Line by line, copy out the entries exactly and leave the pictures behind.

[Region pointing data]
-=-=-=-=-

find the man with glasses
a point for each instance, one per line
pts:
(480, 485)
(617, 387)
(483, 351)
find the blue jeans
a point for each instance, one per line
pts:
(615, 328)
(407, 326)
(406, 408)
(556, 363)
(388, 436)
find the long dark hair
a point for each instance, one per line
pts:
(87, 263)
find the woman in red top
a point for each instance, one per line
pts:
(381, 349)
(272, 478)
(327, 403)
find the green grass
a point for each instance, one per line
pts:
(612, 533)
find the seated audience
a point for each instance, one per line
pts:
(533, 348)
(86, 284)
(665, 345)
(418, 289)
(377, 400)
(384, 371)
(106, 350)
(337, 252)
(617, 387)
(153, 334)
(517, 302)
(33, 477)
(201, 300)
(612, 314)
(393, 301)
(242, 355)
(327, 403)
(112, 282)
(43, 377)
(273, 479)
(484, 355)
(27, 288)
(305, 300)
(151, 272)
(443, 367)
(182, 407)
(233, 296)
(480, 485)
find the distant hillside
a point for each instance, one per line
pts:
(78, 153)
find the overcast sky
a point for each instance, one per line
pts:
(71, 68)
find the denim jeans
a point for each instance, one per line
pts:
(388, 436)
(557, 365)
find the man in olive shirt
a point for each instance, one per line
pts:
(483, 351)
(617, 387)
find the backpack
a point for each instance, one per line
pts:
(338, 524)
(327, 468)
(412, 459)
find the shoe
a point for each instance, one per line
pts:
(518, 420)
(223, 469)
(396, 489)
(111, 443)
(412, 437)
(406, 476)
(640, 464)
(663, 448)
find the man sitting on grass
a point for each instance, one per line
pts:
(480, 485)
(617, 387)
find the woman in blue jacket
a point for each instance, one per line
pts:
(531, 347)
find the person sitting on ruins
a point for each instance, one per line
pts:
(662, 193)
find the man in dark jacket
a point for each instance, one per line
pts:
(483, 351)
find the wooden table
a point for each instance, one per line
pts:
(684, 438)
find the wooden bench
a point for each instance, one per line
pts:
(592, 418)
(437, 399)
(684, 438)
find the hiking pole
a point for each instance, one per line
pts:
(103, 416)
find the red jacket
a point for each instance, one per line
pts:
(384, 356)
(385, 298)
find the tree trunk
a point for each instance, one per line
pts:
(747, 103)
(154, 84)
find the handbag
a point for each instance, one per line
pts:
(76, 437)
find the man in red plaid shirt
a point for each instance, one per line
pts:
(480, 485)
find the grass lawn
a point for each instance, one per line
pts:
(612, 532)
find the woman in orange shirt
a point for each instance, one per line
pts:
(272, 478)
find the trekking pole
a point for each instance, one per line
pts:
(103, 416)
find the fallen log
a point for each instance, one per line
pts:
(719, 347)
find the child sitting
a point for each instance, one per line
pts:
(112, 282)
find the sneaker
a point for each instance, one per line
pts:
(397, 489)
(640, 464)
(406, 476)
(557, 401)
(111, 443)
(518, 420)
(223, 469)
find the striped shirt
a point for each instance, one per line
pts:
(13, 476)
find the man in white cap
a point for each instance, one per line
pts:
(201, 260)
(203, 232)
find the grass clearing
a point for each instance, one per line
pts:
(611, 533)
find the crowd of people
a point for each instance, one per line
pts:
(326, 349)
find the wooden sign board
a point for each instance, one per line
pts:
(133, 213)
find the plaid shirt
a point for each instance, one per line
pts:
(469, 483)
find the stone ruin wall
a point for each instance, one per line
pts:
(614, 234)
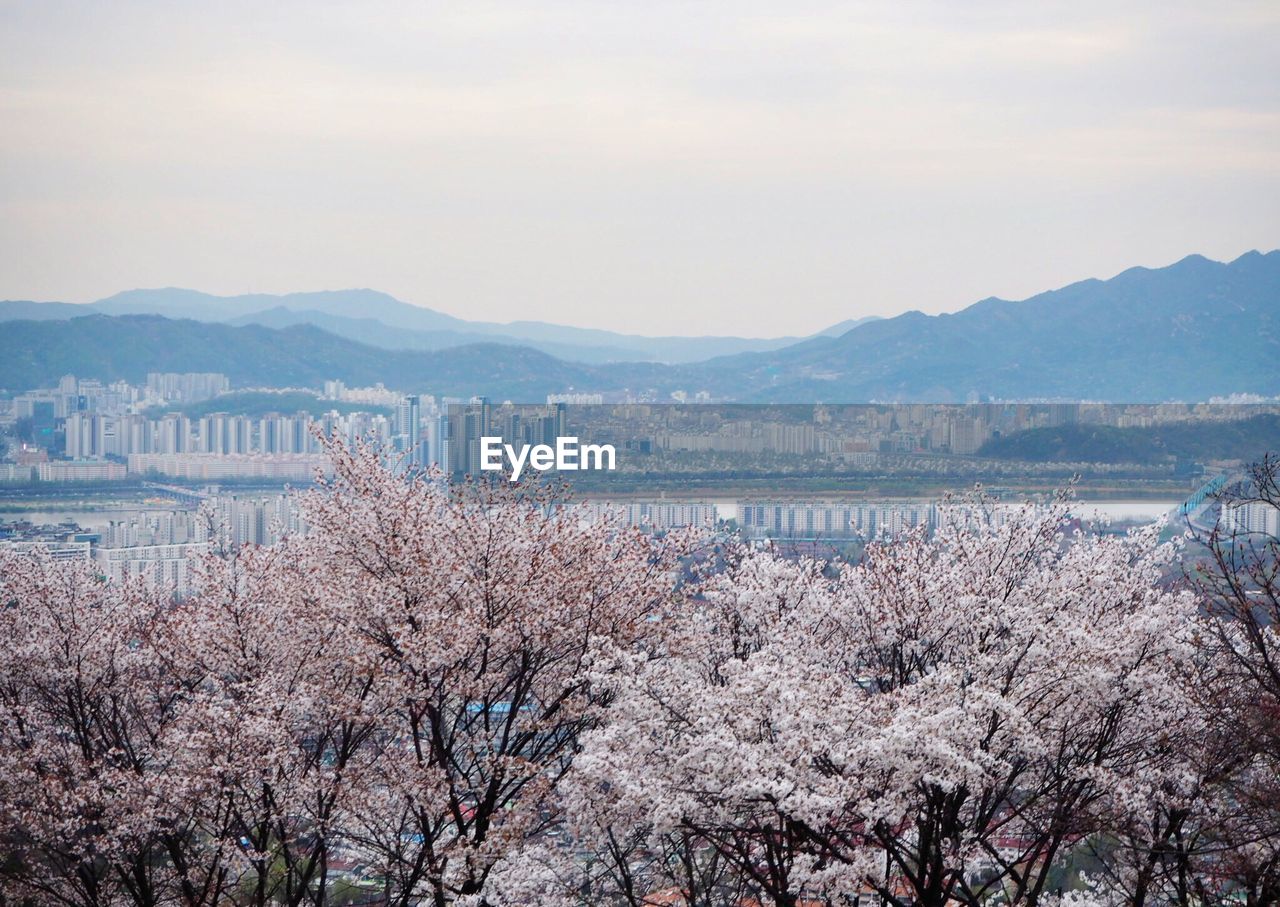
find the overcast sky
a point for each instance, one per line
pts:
(650, 166)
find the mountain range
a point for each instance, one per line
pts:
(380, 320)
(1192, 330)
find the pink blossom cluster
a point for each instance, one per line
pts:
(472, 695)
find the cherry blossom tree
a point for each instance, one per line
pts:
(938, 723)
(479, 609)
(94, 806)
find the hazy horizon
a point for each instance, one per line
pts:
(744, 169)
(446, 311)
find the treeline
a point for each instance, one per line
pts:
(472, 696)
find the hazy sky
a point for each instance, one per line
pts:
(723, 166)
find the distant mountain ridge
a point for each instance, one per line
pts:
(380, 320)
(1188, 331)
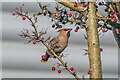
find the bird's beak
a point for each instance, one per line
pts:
(70, 29)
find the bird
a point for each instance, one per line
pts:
(57, 44)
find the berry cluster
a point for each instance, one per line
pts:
(77, 28)
(59, 71)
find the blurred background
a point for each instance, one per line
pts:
(21, 60)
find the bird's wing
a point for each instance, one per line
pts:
(54, 45)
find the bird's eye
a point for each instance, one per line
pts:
(65, 30)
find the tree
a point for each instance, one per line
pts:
(85, 16)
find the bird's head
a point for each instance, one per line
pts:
(65, 31)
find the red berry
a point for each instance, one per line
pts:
(76, 30)
(103, 30)
(54, 57)
(112, 12)
(97, 26)
(84, 5)
(115, 20)
(71, 68)
(70, 9)
(75, 5)
(53, 68)
(88, 72)
(13, 14)
(119, 31)
(101, 49)
(106, 10)
(77, 27)
(112, 16)
(70, 15)
(23, 18)
(34, 42)
(43, 56)
(59, 71)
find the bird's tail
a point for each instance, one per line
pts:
(45, 58)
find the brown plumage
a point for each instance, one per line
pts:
(57, 44)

-=-=-=-=-

> _Answer section_:
find the man with glasses
a point for each instance, one per line
pts:
(480, 485)
(617, 387)
(483, 351)
find the blue jeans
a point for each instance, one per line
pts:
(615, 328)
(407, 326)
(406, 408)
(556, 363)
(388, 436)
find the long dark hair
a point for each instance, one per line
pts:
(87, 263)
find the woman in red top
a point for each instance, one per line
pts:
(381, 349)
(272, 478)
(327, 403)
find the green grass
a point for each instance, one per line
pts:
(612, 533)
find the seated audience
a point for each instance, one per line
pts:
(533, 348)
(86, 284)
(665, 345)
(418, 289)
(377, 400)
(384, 371)
(106, 350)
(337, 252)
(617, 387)
(153, 334)
(517, 302)
(33, 477)
(201, 300)
(612, 314)
(393, 301)
(242, 355)
(327, 403)
(112, 282)
(43, 377)
(273, 479)
(484, 355)
(27, 288)
(305, 300)
(151, 272)
(443, 367)
(182, 407)
(233, 296)
(480, 485)
find the distant hillside
a point for each instance, one per line
pts:
(78, 153)
find the overcast sky
a point for each instance, one per line
pts:
(71, 68)
find the denim jeans
a point for each instance, one per line
pts:
(388, 436)
(557, 365)
find the man in olive shirt
a point for each instance, one per line
pts:
(483, 351)
(617, 387)
find the backpack
a point for each instance, one per line
pts:
(338, 524)
(327, 468)
(412, 459)
find the shoe
a point for each instance, one per line
pts:
(518, 420)
(223, 469)
(396, 489)
(111, 443)
(412, 437)
(406, 476)
(640, 464)
(663, 448)
find the man sitting on grass
a point for each instance, one per line
pts:
(480, 485)
(617, 387)
find the woman in blue jacket
a point for each instance, one per line
pts:
(531, 347)
find the person sitting on ruins
a point for each instance, one per line
pts:
(662, 193)
find the man in dark jacket
a point for each instance, one per line
pts:
(483, 351)
find the wooden table
a point for each instance, one per line
pts:
(684, 438)
find the wooden bench
a point for each instance, one per line
pts:
(592, 418)
(437, 399)
(684, 438)
find the hiking pole
a point for each instance, one per line
pts:
(103, 416)
find the red jacket
a point for each instance, one per line
pts:
(384, 356)
(385, 298)
find the tree trunk
a point for each instance, one per line
pts:
(747, 103)
(154, 84)
find the handbag
a point for each instance, one per line
pts:
(76, 437)
find the man in red plaid shirt
a point for each instance, one per line
pts:
(480, 485)
find the grass lawn
a point for each instance, one per line
pts:
(612, 532)
find the woman in orange shirt
a point for each instance, one per line
pts:
(272, 478)
find the trekking pole
a point for each instance, one per line
pts:
(103, 416)
find the fallen log
a point for each instance, one per line
pts:
(719, 347)
find the child sitting
a point for each instance, one per line
pts:
(112, 282)
find the sneaker
a point for each instance, one per line
pts:
(397, 489)
(640, 464)
(406, 476)
(557, 401)
(111, 443)
(518, 420)
(223, 469)
find the striped shirt
a point for each instance, one per line
pts:
(13, 476)
find the man in white cap
a point for each instance, one per line
pts:
(201, 260)
(203, 232)
find the grass clearing
a point for each instance, one per line
pts:
(611, 533)
find the crowd of people
a point for each instance, one per line
pts:
(326, 349)
find the wooden sign board
a point for each instance, one per line
pts:
(133, 213)
find the plaid shirt
a point for each instance, one per line
pts:
(469, 483)
find the stone ruin wall
a point for each instance, one per line
pts:
(614, 234)
find the overcast sky
a point for each instance, one per line
pts:
(650, 166)
find the mountain range
a point for each instance, one per line
pts:
(380, 320)
(1192, 330)
find the pink blossom cluster
a point for each instance, one per line
pts:
(472, 695)
find the cherry blossom tree
a point for each instance, one per line
pts:
(938, 723)
(479, 609)
(94, 806)
find the hazy horizon
a point for each instance, one per line
pts:
(744, 169)
(446, 311)
find the treeline
a point for each instance, one per line
pts:
(472, 696)
find the hazy sky
a point for each instance, one per line
pts:
(723, 166)
find the distant mountain ridge
a point for each instance, one per line
pts:
(380, 320)
(1188, 331)
find the bird's beak
a point for each instance, one per line
pts:
(70, 29)
find the bird
a point for each instance, one per line
pts:
(57, 44)
find the berry cluster
a point for each instance, one per line
pts:
(77, 28)
(59, 71)
find the blurred background
a point for each instance, one per line
pts:
(21, 60)
find the bird's wing
a point for each instance, one per line
pts:
(54, 45)
find the bird's eye
a point for each instance, one per line
pts:
(65, 30)
find the tree
a point for each instance, one per line
pts:
(85, 16)
find the bird's head
a point for each instance, one per line
pts:
(65, 31)
find the red berry
a point for each instance, one per line
pts:
(76, 30)
(103, 30)
(54, 57)
(112, 12)
(97, 26)
(84, 5)
(115, 20)
(71, 68)
(70, 9)
(75, 5)
(53, 68)
(88, 72)
(13, 14)
(119, 31)
(101, 49)
(106, 10)
(77, 27)
(112, 16)
(70, 15)
(23, 18)
(34, 42)
(43, 56)
(59, 71)
find the bird's tail
a point for each instance, one per line
pts:
(45, 58)
find the brown plumage
a point for each instance, one per line
pts:
(57, 44)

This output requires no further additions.